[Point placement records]

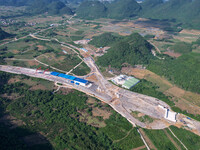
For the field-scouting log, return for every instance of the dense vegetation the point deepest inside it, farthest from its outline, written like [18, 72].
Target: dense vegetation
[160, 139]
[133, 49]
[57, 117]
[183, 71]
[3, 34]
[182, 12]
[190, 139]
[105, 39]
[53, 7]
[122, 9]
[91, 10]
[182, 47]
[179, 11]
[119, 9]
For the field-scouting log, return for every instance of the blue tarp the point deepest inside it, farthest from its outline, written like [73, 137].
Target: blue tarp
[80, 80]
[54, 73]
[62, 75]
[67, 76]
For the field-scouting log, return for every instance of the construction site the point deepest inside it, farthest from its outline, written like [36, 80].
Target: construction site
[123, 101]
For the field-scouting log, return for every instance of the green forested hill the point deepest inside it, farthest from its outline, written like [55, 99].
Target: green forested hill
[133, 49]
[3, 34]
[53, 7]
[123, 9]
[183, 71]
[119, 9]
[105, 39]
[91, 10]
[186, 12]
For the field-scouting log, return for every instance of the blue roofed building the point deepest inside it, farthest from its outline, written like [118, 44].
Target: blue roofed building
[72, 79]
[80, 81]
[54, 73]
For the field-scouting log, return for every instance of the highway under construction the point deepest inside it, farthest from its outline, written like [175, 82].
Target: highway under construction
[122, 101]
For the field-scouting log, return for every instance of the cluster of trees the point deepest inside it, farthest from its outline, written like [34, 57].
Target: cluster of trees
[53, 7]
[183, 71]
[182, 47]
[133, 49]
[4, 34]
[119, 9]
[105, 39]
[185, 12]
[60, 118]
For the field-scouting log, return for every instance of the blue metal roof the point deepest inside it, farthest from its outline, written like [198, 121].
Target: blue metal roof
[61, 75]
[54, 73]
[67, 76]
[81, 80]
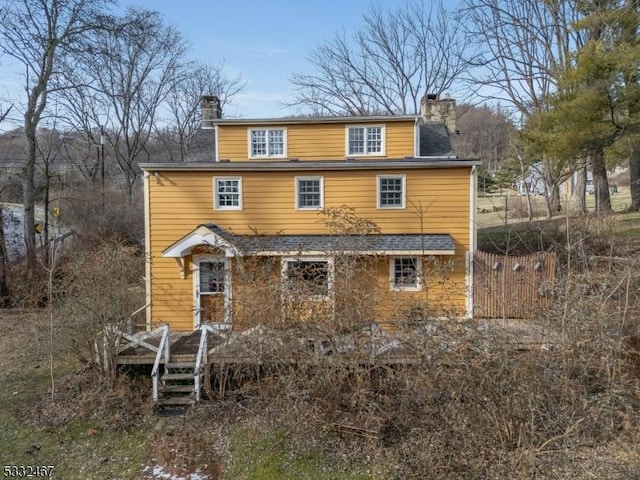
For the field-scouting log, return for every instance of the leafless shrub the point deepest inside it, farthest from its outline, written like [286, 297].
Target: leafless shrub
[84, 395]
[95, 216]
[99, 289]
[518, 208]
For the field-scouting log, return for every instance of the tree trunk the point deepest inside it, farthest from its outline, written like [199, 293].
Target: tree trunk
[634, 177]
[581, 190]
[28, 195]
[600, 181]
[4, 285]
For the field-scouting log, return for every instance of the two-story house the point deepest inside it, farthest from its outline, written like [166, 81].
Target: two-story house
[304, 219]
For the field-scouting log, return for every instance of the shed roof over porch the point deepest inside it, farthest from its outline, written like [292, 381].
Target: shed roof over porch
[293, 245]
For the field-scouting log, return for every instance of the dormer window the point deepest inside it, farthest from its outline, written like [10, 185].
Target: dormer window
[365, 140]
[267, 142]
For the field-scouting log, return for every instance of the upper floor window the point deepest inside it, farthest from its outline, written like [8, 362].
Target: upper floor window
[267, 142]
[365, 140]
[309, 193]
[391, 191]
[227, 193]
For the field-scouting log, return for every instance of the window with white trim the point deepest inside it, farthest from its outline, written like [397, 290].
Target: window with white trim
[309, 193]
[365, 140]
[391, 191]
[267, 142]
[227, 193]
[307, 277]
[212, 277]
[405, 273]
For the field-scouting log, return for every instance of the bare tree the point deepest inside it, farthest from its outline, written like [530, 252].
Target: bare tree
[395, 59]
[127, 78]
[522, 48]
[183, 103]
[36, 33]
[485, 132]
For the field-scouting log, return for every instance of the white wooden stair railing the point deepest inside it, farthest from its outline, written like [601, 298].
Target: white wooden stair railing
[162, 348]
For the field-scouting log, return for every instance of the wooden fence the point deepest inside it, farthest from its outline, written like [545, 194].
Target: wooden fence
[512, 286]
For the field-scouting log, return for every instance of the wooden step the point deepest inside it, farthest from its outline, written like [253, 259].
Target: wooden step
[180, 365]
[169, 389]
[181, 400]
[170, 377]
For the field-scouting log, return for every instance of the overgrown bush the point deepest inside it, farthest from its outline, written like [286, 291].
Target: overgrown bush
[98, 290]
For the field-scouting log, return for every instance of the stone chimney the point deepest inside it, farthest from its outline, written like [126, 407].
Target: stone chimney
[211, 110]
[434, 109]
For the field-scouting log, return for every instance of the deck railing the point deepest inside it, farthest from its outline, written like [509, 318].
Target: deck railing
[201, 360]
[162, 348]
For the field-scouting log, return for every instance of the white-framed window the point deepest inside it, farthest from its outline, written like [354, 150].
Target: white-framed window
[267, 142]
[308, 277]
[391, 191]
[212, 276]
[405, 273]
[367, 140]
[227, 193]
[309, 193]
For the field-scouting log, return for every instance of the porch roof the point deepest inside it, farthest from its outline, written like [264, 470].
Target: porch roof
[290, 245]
--
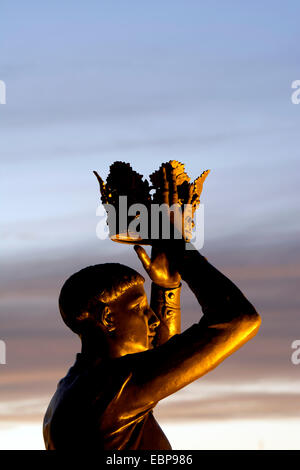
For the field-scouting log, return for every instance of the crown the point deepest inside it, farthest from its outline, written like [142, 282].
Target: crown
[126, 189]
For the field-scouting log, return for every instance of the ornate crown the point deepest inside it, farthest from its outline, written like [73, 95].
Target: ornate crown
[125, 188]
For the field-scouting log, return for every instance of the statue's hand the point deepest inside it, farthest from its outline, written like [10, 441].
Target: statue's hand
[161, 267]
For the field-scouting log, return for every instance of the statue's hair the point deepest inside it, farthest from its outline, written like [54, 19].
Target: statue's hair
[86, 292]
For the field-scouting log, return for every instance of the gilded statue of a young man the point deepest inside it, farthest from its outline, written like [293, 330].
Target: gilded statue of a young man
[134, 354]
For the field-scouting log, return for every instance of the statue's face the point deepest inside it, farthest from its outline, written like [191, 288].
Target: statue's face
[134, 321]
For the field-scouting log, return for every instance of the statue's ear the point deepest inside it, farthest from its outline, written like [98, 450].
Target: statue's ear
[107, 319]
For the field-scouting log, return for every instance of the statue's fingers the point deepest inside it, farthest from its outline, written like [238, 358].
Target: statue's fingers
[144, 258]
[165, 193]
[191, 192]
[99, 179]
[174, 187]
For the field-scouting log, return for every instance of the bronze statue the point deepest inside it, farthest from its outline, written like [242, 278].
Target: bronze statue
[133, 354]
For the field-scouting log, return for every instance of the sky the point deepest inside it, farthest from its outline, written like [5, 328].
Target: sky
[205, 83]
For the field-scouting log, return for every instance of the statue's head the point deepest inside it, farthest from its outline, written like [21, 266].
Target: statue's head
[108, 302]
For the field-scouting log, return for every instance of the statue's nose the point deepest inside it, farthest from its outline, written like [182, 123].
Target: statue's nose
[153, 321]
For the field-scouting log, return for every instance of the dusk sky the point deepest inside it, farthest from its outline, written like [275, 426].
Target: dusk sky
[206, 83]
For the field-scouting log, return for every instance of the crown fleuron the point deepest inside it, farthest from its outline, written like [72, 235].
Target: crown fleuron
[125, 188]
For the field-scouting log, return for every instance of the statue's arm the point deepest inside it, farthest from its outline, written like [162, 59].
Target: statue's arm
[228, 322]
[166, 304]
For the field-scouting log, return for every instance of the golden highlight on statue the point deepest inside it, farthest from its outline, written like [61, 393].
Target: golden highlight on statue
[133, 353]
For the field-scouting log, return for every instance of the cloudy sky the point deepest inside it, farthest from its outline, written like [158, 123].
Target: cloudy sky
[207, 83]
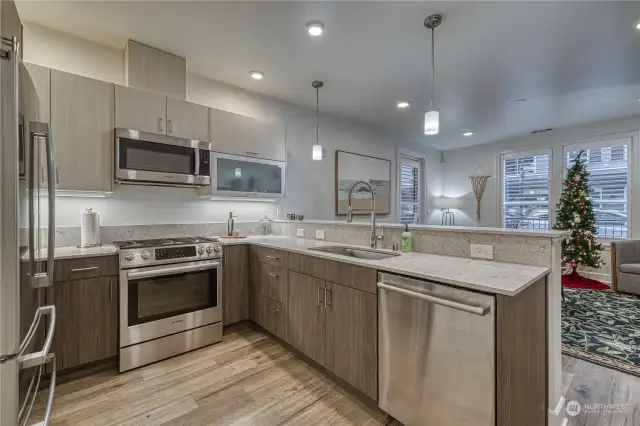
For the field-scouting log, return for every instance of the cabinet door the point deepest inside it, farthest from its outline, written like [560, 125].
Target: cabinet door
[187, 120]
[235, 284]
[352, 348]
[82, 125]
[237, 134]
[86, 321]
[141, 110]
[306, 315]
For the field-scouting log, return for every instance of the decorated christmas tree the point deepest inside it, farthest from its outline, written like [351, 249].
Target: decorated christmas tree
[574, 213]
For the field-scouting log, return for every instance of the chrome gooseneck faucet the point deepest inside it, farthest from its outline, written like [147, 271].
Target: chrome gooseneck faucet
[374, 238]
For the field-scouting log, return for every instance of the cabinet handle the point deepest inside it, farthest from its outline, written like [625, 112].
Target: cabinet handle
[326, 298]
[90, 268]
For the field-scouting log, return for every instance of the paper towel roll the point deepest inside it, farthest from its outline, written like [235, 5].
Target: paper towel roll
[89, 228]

**Prompt:**
Copy out every line of the records that contains the word "deck", matching case exactly.

**Expected output:**
For the field-scouting log, return for every instance of the deck railing the point deepest inside it, farthest from its outline, written like [509, 318].
Target: deck railing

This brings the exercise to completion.